'''

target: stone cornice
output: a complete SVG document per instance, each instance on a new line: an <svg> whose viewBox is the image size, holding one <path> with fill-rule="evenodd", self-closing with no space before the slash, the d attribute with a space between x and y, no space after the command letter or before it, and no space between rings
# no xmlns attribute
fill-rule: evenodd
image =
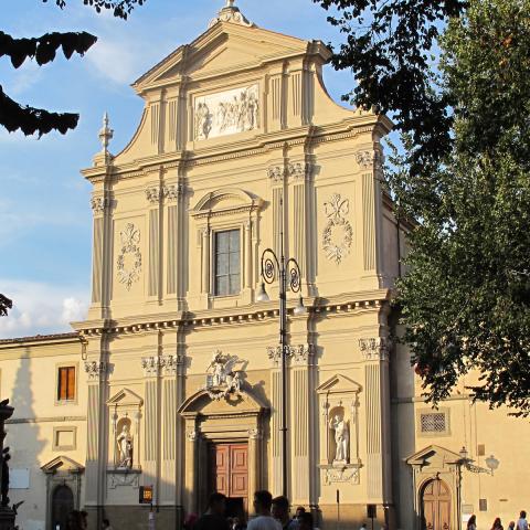
<svg viewBox="0 0 530 530"><path fill-rule="evenodd" d="M381 128L381 134L392 128L392 123L383 115L377 116L368 112L356 112L349 118L335 124L319 126L295 127L266 135L256 135L252 138L237 142L220 142L214 146L201 148L195 151L174 151L138 159L124 166L119 166L119 157L115 166L102 171L100 168L82 170L82 174L93 183L108 177L108 169L114 178L130 179L135 177L148 177L155 169L174 169L182 166L190 168L210 165L220 161L235 160L252 156L258 156L275 149L283 149L285 145L317 145L329 141L354 138L362 134L371 134L375 128ZM309 139L309 141L308 141Z"/></svg>
<svg viewBox="0 0 530 530"><path fill-rule="evenodd" d="M349 314L388 310L388 304L391 298L392 292L390 289L344 293L330 298L306 299L306 307L309 309L307 316L296 317L293 315L297 304L295 299L288 300L287 310L294 319L310 318L311 315L331 318L335 316L348 316ZM199 327L267 322L269 319L277 319L278 316L277 301L268 301L223 309L130 316L107 321L87 320L74 322L73 326L84 338L89 339L91 337L100 337L104 333L138 335L165 330L189 330Z"/></svg>

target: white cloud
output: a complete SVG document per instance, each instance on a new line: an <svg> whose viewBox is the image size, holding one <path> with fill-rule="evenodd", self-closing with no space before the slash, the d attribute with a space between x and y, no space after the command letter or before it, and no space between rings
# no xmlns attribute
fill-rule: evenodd
<svg viewBox="0 0 530 530"><path fill-rule="evenodd" d="M84 288L0 278L0 292L13 300L0 318L0 339L72 331L70 322L86 317Z"/></svg>

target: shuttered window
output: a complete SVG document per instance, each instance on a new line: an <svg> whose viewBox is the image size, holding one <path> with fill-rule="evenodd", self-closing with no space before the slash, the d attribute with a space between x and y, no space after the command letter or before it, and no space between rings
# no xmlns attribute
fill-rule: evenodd
<svg viewBox="0 0 530 530"><path fill-rule="evenodd" d="M215 233L215 296L237 295L241 290L240 231Z"/></svg>
<svg viewBox="0 0 530 530"><path fill-rule="evenodd" d="M75 400L75 367L61 367L59 369L57 400Z"/></svg>

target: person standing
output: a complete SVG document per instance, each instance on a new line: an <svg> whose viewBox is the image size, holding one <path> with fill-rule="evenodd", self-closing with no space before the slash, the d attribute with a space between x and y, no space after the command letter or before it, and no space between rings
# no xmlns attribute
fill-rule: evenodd
<svg viewBox="0 0 530 530"><path fill-rule="evenodd" d="M282 524L271 515L272 506L273 496L268 491L256 491L254 494L254 510L257 517L248 522L246 530L282 530Z"/></svg>
<svg viewBox="0 0 530 530"><path fill-rule="evenodd" d="M500 517L496 517L491 530L505 530L505 527L500 522Z"/></svg>
<svg viewBox="0 0 530 530"><path fill-rule="evenodd" d="M519 513L516 530L528 530L527 512L524 510Z"/></svg>
<svg viewBox="0 0 530 530"><path fill-rule="evenodd" d="M198 519L193 530L231 530L226 511L226 497L223 494L212 494L208 500L206 512Z"/></svg>
<svg viewBox="0 0 530 530"><path fill-rule="evenodd" d="M279 496L273 499L273 517L280 522L283 530L296 530L298 521L289 517L289 499Z"/></svg>

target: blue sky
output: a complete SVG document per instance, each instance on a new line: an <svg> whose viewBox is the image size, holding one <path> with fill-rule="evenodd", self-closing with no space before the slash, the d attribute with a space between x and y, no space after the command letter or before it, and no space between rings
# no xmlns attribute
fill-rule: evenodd
<svg viewBox="0 0 530 530"><path fill-rule="evenodd" d="M99 149L105 110L118 152L130 139L142 100L129 84L153 64L205 31L224 0L147 0L128 21L97 14L70 0L3 0L0 29L13 36L49 31L88 31L98 42L84 57L57 59L43 67L26 61L13 70L0 59L0 84L15 100L81 114L66 136L26 138L0 129L0 293L14 300L0 319L0 338L67 331L85 316L91 287L91 186L80 174ZM237 0L261 28L303 39L340 42L326 11L311 0ZM353 84L349 72L326 67L335 99Z"/></svg>

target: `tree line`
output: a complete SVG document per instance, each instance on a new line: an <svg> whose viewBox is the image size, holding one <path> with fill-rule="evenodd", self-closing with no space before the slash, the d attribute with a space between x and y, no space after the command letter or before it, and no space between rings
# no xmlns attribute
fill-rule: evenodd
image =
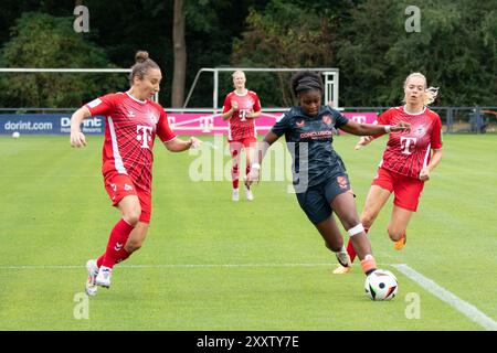
<svg viewBox="0 0 497 353"><path fill-rule="evenodd" d="M87 32L74 30L76 6L88 9ZM399 105L405 76L422 72L441 87L435 105L491 106L496 15L496 1L472 0L6 0L0 67L130 67L147 50L166 107L182 106L201 67L222 66L337 67L340 106ZM294 103L288 83L247 73L266 107ZM0 106L77 107L127 85L123 74L1 74ZM210 107L212 85L203 76L189 107ZM221 96L231 89L221 75Z"/></svg>

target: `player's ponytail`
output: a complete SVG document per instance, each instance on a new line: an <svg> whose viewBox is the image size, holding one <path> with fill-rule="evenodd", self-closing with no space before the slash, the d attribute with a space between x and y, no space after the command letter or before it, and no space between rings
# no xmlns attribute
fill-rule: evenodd
<svg viewBox="0 0 497 353"><path fill-rule="evenodd" d="M136 77L142 79L149 68L160 68L155 61L152 61L148 52L138 51L135 54L135 65L131 66L131 73L129 74L129 83L133 86L133 81Z"/></svg>
<svg viewBox="0 0 497 353"><path fill-rule="evenodd" d="M423 105L427 106L429 104L435 101L436 96L438 95L438 87L429 87L426 88L426 77L422 73L412 73L410 74L405 81L404 81L404 88L408 86L408 82L413 76L420 76L424 79L424 97L423 97ZM405 104L405 97L402 100Z"/></svg>

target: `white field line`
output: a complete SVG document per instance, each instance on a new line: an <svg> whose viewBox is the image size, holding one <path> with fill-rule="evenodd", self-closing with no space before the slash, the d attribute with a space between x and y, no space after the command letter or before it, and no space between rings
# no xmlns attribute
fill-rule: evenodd
<svg viewBox="0 0 497 353"><path fill-rule="evenodd" d="M489 331L497 331L497 322L494 321L491 318L487 317L485 313L479 311L475 306L468 303L467 301L464 301L463 299L458 298L454 293L450 292L445 288L438 286L435 281L432 279L424 277L420 272L415 271L411 267L409 267L405 264L399 264L394 265L392 264L394 268L396 268L399 271L401 271L403 275L415 281L417 285L423 287L425 290L431 292L433 296L438 298L442 301L445 301L459 312L462 312L465 317L467 317L473 322L479 324L486 330Z"/></svg>
<svg viewBox="0 0 497 353"><path fill-rule="evenodd" d="M236 268L236 267L325 267L338 264L162 264L162 265L118 265L119 268ZM399 264L378 264L380 266L393 266ZM7 269L81 269L84 265L0 265L0 270Z"/></svg>
<svg viewBox="0 0 497 353"><path fill-rule="evenodd" d="M329 267L337 264L162 264L162 265L119 265L119 268L264 268L264 267ZM437 297L442 301L445 301L450 306L466 315L469 320L485 328L486 330L497 331L497 322L485 313L479 311L475 306L464 301L454 293L450 292L445 288L438 286L432 279L424 277L420 272L415 271L406 264L378 264L379 266L392 266L402 272L408 278L415 281L422 288ZM83 269L83 265L0 265L0 270L17 269Z"/></svg>

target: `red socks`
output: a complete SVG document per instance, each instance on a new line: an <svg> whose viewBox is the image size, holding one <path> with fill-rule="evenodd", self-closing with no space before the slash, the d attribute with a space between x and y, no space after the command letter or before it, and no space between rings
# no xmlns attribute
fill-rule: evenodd
<svg viewBox="0 0 497 353"><path fill-rule="evenodd" d="M239 165L233 165L231 169L231 180L233 183L233 189L239 189Z"/></svg>
<svg viewBox="0 0 497 353"><path fill-rule="evenodd" d="M105 266L113 268L115 264L129 257L128 252L125 250L125 245L134 228L135 227L129 225L125 220L120 220L116 223L110 232L105 254L97 259L98 267Z"/></svg>
<svg viewBox="0 0 497 353"><path fill-rule="evenodd" d="M246 167L245 175L248 175L250 172L251 168ZM239 165L233 165L233 168L231 169L231 180L233 183L233 189L239 189Z"/></svg>

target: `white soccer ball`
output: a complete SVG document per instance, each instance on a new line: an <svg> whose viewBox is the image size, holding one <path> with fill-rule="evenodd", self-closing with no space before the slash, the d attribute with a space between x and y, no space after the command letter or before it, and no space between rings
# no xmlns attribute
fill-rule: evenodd
<svg viewBox="0 0 497 353"><path fill-rule="evenodd" d="M377 269L366 277L364 289L372 300L390 300L396 296L399 284L391 271Z"/></svg>

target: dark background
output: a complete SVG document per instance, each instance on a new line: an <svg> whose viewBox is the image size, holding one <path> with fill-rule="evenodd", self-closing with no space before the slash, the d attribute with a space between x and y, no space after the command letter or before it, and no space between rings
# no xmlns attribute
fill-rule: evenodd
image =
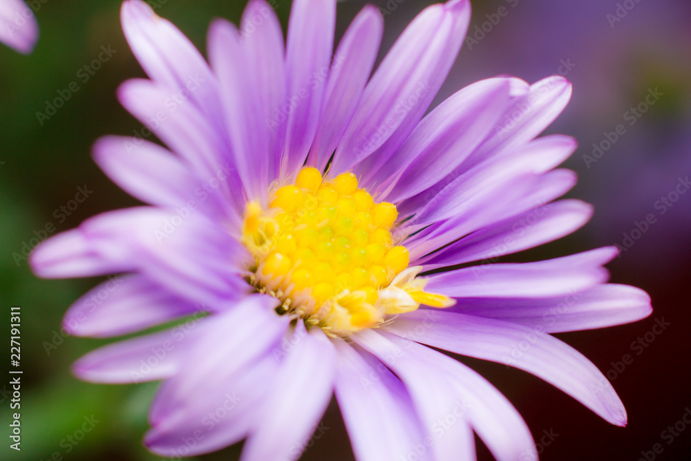
<svg viewBox="0 0 691 461"><path fill-rule="evenodd" d="M384 51L428 4L417 0L375 3L386 13ZM97 213L137 203L108 180L90 157L98 137L132 134L141 127L115 96L121 82L144 76L122 35L120 3L48 0L36 12L41 37L32 55L23 56L0 47L0 305L5 326L0 338L3 344L8 344L5 339L9 307L21 305L24 370L21 452L8 448L9 378L0 381L2 459L47 460L55 453L64 460L160 459L140 443L155 384L93 385L69 373L76 358L107 342L62 338L57 332L67 307L99 281L39 280L21 257L25 243L35 244L32 239L42 238L46 225L66 230ZM157 12L204 50L211 19L224 17L237 22L245 3L158 0ZM285 26L290 1L278 0L278 4ZM350 0L339 5L337 35L363 4ZM462 360L509 397L538 442L543 431L558 434L549 445L538 446L544 449L543 460L636 461L645 459L642 452L648 452L648 460L654 455L657 460L691 459L691 426L671 441L661 433L691 408L691 194L680 196L664 214L659 205L656 207L657 200L674 190L679 178L691 175L691 4L672 0L478 0L473 6L469 33L477 41L464 46L434 104L480 79L507 74L533 82L563 73L567 68L560 66L569 64L566 77L574 84L574 97L548 132L578 140L580 147L564 165L578 171L580 178L569 196L595 205L595 215L583 229L512 259L555 257L632 243L609 265L612 281L647 290L654 312L632 325L558 335L607 373L628 411L625 429L608 424L527 373ZM505 10L500 10L502 7ZM618 8L621 17L616 16ZM495 15L498 12L505 15ZM476 26L480 30L484 26L484 35ZM102 46L108 45L116 53L84 82L80 69L98 56ZM79 91L41 124L36 113L45 112L46 100L73 82ZM630 124L626 113L656 88L662 93L659 100ZM593 143L602 143L605 133L620 124L625 133L609 149L594 162L584 159L592 156ZM85 185L93 192L84 203L68 216L54 214L74 198L77 187ZM630 236L636 223L650 214L654 223L638 239L626 240L625 234ZM670 323L659 335L650 333L656 319ZM632 342L646 333L654 340L643 349L633 348ZM4 368L9 347L3 347L1 354ZM632 361L616 370L625 354ZM92 415L99 421L93 431L77 445L67 442L66 438ZM303 459L352 459L335 406L328 412L325 425L330 429ZM661 454L652 452L655 444L660 444ZM231 447L200 459L237 459L240 449ZM491 459L479 442L478 452L480 459Z"/></svg>

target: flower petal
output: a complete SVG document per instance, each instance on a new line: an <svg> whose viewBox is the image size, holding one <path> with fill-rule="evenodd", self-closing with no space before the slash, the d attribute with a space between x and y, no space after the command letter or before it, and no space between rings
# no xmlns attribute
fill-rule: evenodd
<svg viewBox="0 0 691 461"><path fill-rule="evenodd" d="M383 32L381 14L368 5L355 17L339 44L326 86L323 113L310 153L310 164L321 171L352 119L374 67Z"/></svg>
<svg viewBox="0 0 691 461"><path fill-rule="evenodd" d="M491 226L516 214L532 209L536 205L549 203L566 194L576 182L576 173L567 169L554 170L541 176L520 177L507 185L507 189L500 189L496 194L477 203L466 214L433 225L429 231L406 239L405 245L410 252L410 261L417 261L485 226ZM515 194L511 196L513 200L507 200L507 191ZM403 235L410 232L410 229L406 228L401 230Z"/></svg>
<svg viewBox="0 0 691 461"><path fill-rule="evenodd" d="M606 421L626 425L626 411L606 377L577 350L538 328L494 319L426 310L399 316L389 328L417 342L506 364L554 385ZM433 315L424 328L415 328ZM518 344L522 346L519 348ZM527 344L527 348L522 344ZM518 352L517 352L518 351Z"/></svg>
<svg viewBox="0 0 691 461"><path fill-rule="evenodd" d="M21 0L0 1L0 42L28 55L39 39L36 17Z"/></svg>
<svg viewBox="0 0 691 461"><path fill-rule="evenodd" d="M547 333L623 325L645 319L652 312L647 293L614 283L558 298L466 299L457 309L468 315L541 327Z"/></svg>
<svg viewBox="0 0 691 461"><path fill-rule="evenodd" d="M412 197L460 165L504 112L509 90L508 79L482 80L457 92L423 118L372 176L374 184L386 184L400 172L392 190L382 199L398 203Z"/></svg>
<svg viewBox="0 0 691 461"><path fill-rule="evenodd" d="M339 352L334 391L355 457L408 459L413 447L424 447L428 431L401 380L368 352L361 355L343 341L334 344Z"/></svg>
<svg viewBox="0 0 691 461"><path fill-rule="evenodd" d="M267 355L288 327L287 317L274 311L275 298L254 295L232 309L212 314L194 328L180 355L181 363L194 363L193 373L181 373L164 383L151 405L149 420L154 425L174 420L195 411L195 396L223 395L219 383L237 378L246 367ZM180 335L180 332L176 332ZM225 393L225 392L223 393Z"/></svg>
<svg viewBox="0 0 691 461"><path fill-rule="evenodd" d="M276 3L274 3L275 6ZM240 43L245 55L247 73L256 86L260 122L268 127L268 173L270 182L278 176L285 142L285 124L276 122L279 107L285 102L285 50L278 18L265 0L251 0L243 12ZM266 132L266 129L262 131ZM256 155L257 153L253 153Z"/></svg>
<svg viewBox="0 0 691 461"><path fill-rule="evenodd" d="M516 98L513 106L507 109L494 135L477 150L477 158L522 146L539 135L569 104L571 90L571 83L558 75L531 85L528 93Z"/></svg>
<svg viewBox="0 0 691 461"><path fill-rule="evenodd" d="M509 78L509 80L514 97L504 114L500 117L492 134L465 162L450 172L439 184L419 194L418 198L420 196L433 197L477 164L491 162L504 154L508 155L513 149L522 149L556 118L571 97L571 84L562 77L550 77L529 87L519 79ZM417 210L425 203L423 200L413 207L413 209Z"/></svg>
<svg viewBox="0 0 691 461"><path fill-rule="evenodd" d="M167 330L121 341L75 361L73 373L94 383L127 384L169 378L179 370L179 356L191 340Z"/></svg>
<svg viewBox="0 0 691 461"><path fill-rule="evenodd" d="M430 270L495 260L568 235L585 224L592 214L592 206L580 200L547 204L473 232L416 264Z"/></svg>
<svg viewBox="0 0 691 461"><path fill-rule="evenodd" d="M297 173L314 139L333 53L335 23L335 1L293 1L285 50L285 103L291 111L281 164L284 177Z"/></svg>
<svg viewBox="0 0 691 461"><path fill-rule="evenodd" d="M424 327L424 323L419 326ZM416 359L446 370L463 396L468 422L497 460L520 460L535 453L535 443L523 418L499 391L463 364L403 337L382 332L384 337Z"/></svg>
<svg viewBox="0 0 691 461"><path fill-rule="evenodd" d="M549 171L575 149L576 142L567 136L536 140L511 155L497 156L478 164L436 195L419 194L401 207L401 213L419 207L413 221L422 224L466 216L473 207L484 207L482 204L495 200L500 192L504 196L500 201L504 204L519 199L522 196L514 190L514 182L524 182L528 178Z"/></svg>
<svg viewBox="0 0 691 461"><path fill-rule="evenodd" d="M234 163L251 200L265 196L269 181L269 146L261 120L256 76L248 73L246 49L234 25L216 19L209 30L209 55L221 82L220 97Z"/></svg>
<svg viewBox="0 0 691 461"><path fill-rule="evenodd" d="M607 281L601 266L616 255L615 247L605 247L536 263L464 267L428 277L425 290L459 298L559 296Z"/></svg>
<svg viewBox="0 0 691 461"><path fill-rule="evenodd" d="M151 79L189 98L211 124L220 128L223 113L216 78L187 37L140 0L122 3L121 20L132 53Z"/></svg>
<svg viewBox="0 0 691 461"><path fill-rule="evenodd" d="M176 458L211 453L247 437L256 408L276 379L278 364L262 357L231 377L202 388L185 411L153 424L144 443L152 452Z"/></svg>
<svg viewBox="0 0 691 461"><path fill-rule="evenodd" d="M127 143L140 142L136 155ZM193 196L197 185L185 164L169 151L135 138L106 136L93 147L94 160L115 183L147 203L176 207Z"/></svg>
<svg viewBox="0 0 691 461"><path fill-rule="evenodd" d="M75 301L63 319L70 335L108 337L189 315L198 308L140 275L113 278Z"/></svg>
<svg viewBox="0 0 691 461"><path fill-rule="evenodd" d="M423 427L430 433L430 436L422 447L425 450L430 449L428 455L430 459L452 461L466 459L464 456L460 458L460 455L470 453L467 459L474 459L475 445L466 415L468 402L447 370L420 359L410 350L415 345L412 341L406 341L401 347L390 337L371 329L359 332L351 337L381 360L408 388ZM415 453L415 441L411 441L406 446L408 453Z"/></svg>
<svg viewBox="0 0 691 461"><path fill-rule="evenodd" d="M321 331L299 322L285 357L247 438L242 461L296 460L331 399L335 350ZM305 398L305 393L309 398Z"/></svg>
<svg viewBox="0 0 691 461"><path fill-rule="evenodd" d="M366 182L422 118L446 78L470 21L470 2L430 6L406 28L368 84L332 170ZM369 156L372 158L363 161Z"/></svg>

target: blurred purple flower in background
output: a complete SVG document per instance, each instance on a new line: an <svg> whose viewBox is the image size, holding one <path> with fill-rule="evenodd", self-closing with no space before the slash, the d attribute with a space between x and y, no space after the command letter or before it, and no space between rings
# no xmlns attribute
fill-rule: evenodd
<svg viewBox="0 0 691 461"><path fill-rule="evenodd" d="M39 39L36 17L22 0L0 0L0 42L28 55Z"/></svg>
<svg viewBox="0 0 691 461"><path fill-rule="evenodd" d="M247 438L244 460L296 459L335 393L360 460L474 459L473 431L499 460L536 456L498 391L423 345L525 370L625 425L609 381L549 335L650 314L644 292L606 283L616 250L493 263L591 214L553 202L575 185L554 169L575 141L536 139L571 85L481 80L423 117L469 19L464 0L426 9L370 78L383 27L372 7L332 56L335 1L296 0L284 51L271 6L252 0L239 30L212 24L209 67L172 24L125 2L125 35L151 79L119 97L171 150L106 137L95 158L152 206L91 218L41 244L31 265L48 278L127 274L99 305L87 294L70 308L71 334L199 322L75 366L94 382L164 380L153 451Z"/></svg>

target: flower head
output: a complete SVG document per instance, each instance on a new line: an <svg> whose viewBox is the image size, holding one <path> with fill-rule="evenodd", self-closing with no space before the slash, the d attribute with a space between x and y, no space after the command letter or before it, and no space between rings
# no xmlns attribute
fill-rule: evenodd
<svg viewBox="0 0 691 461"><path fill-rule="evenodd" d="M26 55L39 39L36 17L22 0L0 0L0 42Z"/></svg>
<svg viewBox="0 0 691 461"><path fill-rule="evenodd" d="M292 8L285 48L264 0L239 30L216 21L207 64L144 3L124 3L150 79L119 97L145 127L100 140L95 158L150 206L87 220L31 264L45 277L124 274L70 308L74 335L192 317L94 351L75 373L164 380L145 443L171 456L247 439L243 460L296 459L332 394L360 460L474 459L473 431L498 459L534 456L506 398L424 345L526 370L625 424L607 379L549 335L650 313L645 292L605 283L616 250L495 263L590 216L580 201L553 203L575 182L554 169L574 140L536 139L569 83L489 79L425 115L467 1L423 11L373 74L376 8L332 54L335 1ZM143 139L151 132L169 149Z"/></svg>

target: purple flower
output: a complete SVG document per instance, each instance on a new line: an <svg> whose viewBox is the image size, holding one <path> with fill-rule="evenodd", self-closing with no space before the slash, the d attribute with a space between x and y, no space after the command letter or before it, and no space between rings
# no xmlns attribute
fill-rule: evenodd
<svg viewBox="0 0 691 461"><path fill-rule="evenodd" d="M0 42L28 55L39 39L36 17L21 0L0 0Z"/></svg>
<svg viewBox="0 0 691 461"><path fill-rule="evenodd" d="M243 460L297 458L332 394L359 460L534 459L516 410L430 346L504 363L626 424L609 381L549 333L650 314L606 284L605 247L493 263L559 238L591 207L553 200L570 138L536 139L571 86L501 77L423 117L470 5L426 9L370 77L383 21L365 7L332 55L334 0L295 0L284 50L271 6L214 22L210 66L139 0L125 35L151 79L126 82L144 126L95 158L151 206L106 213L41 244L39 276L124 274L78 300L65 328L108 337L187 317L79 359L93 382L163 380L145 444L193 455L246 439ZM167 150L146 140L153 133ZM417 457L417 458L415 458Z"/></svg>

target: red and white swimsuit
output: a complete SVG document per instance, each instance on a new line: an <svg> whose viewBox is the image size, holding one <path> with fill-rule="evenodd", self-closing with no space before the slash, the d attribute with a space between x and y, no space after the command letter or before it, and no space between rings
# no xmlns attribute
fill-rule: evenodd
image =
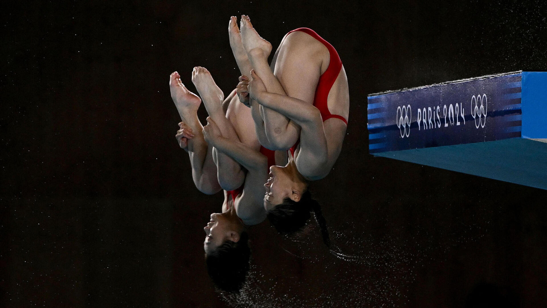
<svg viewBox="0 0 547 308"><path fill-rule="evenodd" d="M330 89L333 88L334 82L336 81L340 71L342 70L342 61L340 60L340 58L338 56L338 53L336 52L336 49L334 49L334 47L333 47L332 45L323 39L322 37L319 36L319 34L311 29L308 28L299 28L289 32L287 34L288 34L294 31L300 31L311 36L321 42L329 50L329 54L330 56L329 67L327 68L327 71L325 71L325 72L319 78L319 82L317 83L317 87L315 89L313 106L319 109L319 112L321 113L321 118L323 119L323 122L331 118L336 118L342 120L347 125L347 120L345 118L338 114L330 113L328 104L327 104L329 92L330 92ZM290 154L293 156L294 156L294 151L296 150L296 147L298 146L299 143L300 141L299 140L290 148Z"/></svg>

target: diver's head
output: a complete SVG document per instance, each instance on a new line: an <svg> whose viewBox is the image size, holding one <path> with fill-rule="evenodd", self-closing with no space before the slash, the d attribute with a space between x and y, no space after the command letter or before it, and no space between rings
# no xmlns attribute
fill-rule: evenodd
<svg viewBox="0 0 547 308"><path fill-rule="evenodd" d="M233 207L232 207L233 208ZM235 210L213 213L203 228L207 272L221 290L238 292L249 271L248 235Z"/></svg>
<svg viewBox="0 0 547 308"><path fill-rule="evenodd" d="M269 204L264 202L265 207ZM327 227L327 221L323 216L319 203L311 197L311 194L306 187L305 190L298 195L296 200L286 197L281 204L272 205L267 208L266 216L268 220L282 234L292 235L301 231L306 226L313 214L315 221L321 232L323 241L330 248L330 238Z"/></svg>
<svg viewBox="0 0 547 308"><path fill-rule="evenodd" d="M276 206L285 203L287 199L299 202L307 191L308 183L292 160L284 167L270 167L270 178L264 184L264 209L269 212Z"/></svg>
<svg viewBox="0 0 547 308"><path fill-rule="evenodd" d="M206 254L212 253L226 241L237 243L241 239L244 226L234 207L224 213L211 214L211 221L203 228L206 234L203 242Z"/></svg>

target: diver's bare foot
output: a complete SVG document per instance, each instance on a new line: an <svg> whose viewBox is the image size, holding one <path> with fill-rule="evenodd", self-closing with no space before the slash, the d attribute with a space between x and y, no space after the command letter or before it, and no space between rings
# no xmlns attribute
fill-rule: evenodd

'''

## Problem
Starting at the line that contains "target: flower head" and ending at the line that contains "55L39 39L36 17L22", write those lines out again with "flower head" changed to "blossom" and everything else left as it is.

## Solution to this problem
target: blossom
output: a complete SVG document per instance, each instance on a new line: an <svg> whose viewBox is the image size, holding one <path> with fill-rule="evenodd", self-closing with no space before the slash, the d attribute with a space between x and y, no space after the command letter or before it, and no space between rings
# no xmlns attribute
fill-rule: evenodd
<svg viewBox="0 0 691 461"><path fill-rule="evenodd" d="M26 55L39 39L36 17L22 0L0 0L0 42Z"/></svg>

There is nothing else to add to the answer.